---------- THE INPUT ----------

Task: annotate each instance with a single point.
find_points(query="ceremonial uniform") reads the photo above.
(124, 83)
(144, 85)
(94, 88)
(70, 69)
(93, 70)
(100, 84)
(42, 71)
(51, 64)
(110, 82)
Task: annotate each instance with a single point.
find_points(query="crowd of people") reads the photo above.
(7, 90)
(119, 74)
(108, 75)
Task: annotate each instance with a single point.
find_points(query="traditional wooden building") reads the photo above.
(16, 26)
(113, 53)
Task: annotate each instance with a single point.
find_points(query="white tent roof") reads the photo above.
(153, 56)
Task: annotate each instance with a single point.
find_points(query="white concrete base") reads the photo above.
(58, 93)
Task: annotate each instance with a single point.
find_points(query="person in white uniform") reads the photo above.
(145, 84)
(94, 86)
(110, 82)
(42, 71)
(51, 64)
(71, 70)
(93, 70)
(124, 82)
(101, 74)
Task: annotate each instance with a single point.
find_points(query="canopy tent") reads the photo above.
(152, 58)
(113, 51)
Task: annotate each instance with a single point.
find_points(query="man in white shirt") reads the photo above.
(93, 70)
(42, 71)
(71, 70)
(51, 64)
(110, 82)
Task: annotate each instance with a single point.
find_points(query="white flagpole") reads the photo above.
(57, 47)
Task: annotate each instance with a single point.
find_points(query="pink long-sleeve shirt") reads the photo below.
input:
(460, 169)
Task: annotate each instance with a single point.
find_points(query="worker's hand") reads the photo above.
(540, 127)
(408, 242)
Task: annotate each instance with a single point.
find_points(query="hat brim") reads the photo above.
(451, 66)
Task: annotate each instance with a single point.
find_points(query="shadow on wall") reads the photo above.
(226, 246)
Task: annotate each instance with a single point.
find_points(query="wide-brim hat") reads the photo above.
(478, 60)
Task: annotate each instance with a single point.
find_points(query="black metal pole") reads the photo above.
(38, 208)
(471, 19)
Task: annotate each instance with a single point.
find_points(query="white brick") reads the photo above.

----------

Turn the records above into a numbered list and leave out any blank lines.

FULL OUTPUT:
1. Task: annotate each instance with a single point.
2. find_points(query="ceremonial uniform") reads the photo above.
3. (124, 83)
4. (144, 85)
5. (94, 88)
6. (70, 69)
7. (93, 70)
8. (100, 84)
9. (42, 71)
10. (51, 64)
11. (110, 82)
12. Task: annotate each instance with a single point.
13. find_points(query="crowd of people") reads the photo above.
14. (7, 90)
15. (119, 74)
16. (108, 75)
17. Task: annotate each instance with a single point.
18. find_points(query="traditional wooden building") reads the photo above.
19. (16, 26)
20. (113, 53)
21. Task: annotate each instance with a single point.
22. find_points(query="white tent roof") reads the photo above.
23. (153, 56)
24. Task: annotate each instance with a single point.
25. find_points(query="white concrete base") reads the photo above.
26. (58, 93)
27. Task: annotate each instance with a single point.
28. find_points(query="person in white uniform") reads the photo above.
29. (145, 84)
30. (94, 86)
31. (110, 82)
32. (42, 71)
33. (51, 64)
34. (71, 70)
35. (93, 70)
36. (124, 82)
37. (101, 74)
38. Task: annotate each instance with a single point.
39. find_points(query="canopy tent") reads the photo above.
40. (152, 58)
41. (113, 51)
42. Task: annotate each instance with a single point.
43. find_points(query="man in white shirt") reads the photo above.
44. (93, 70)
45. (42, 71)
46. (71, 70)
47. (51, 64)
48. (110, 82)
49. Task: annotate each instance with a single point.
50. find_points(query="white flagpole") reads the photo above.
51. (57, 47)
52. Task: annotate each instance with a single point.
53. find_points(query="pink long-sleeve shirt") reads the photo below.
54. input:
55. (460, 169)
56. Task: annotate each instance with a single point.
57. find_points(query="worker's hand") reads the photo above.
58. (540, 127)
59. (408, 242)
60. Task: annotate each instance with a single point.
61. find_points(query="hat brim") reads the photo above.
62. (451, 66)
63. Task: annotate each instance with a single point.
64. find_points(query="shadow on wall") reads the photo above.
65. (226, 246)
66. Task: annotate each instance with a single point.
67. find_points(query="wide-brim hat") reads the photo above.
68. (478, 60)
69. Task: annotate each instance with a single point.
70. find_points(query="black metal pole") reads the photo above.
71. (38, 208)
72. (471, 19)
73. Task: annotate each instance with a single point.
74. find_points(query="white brick") reads the photo above.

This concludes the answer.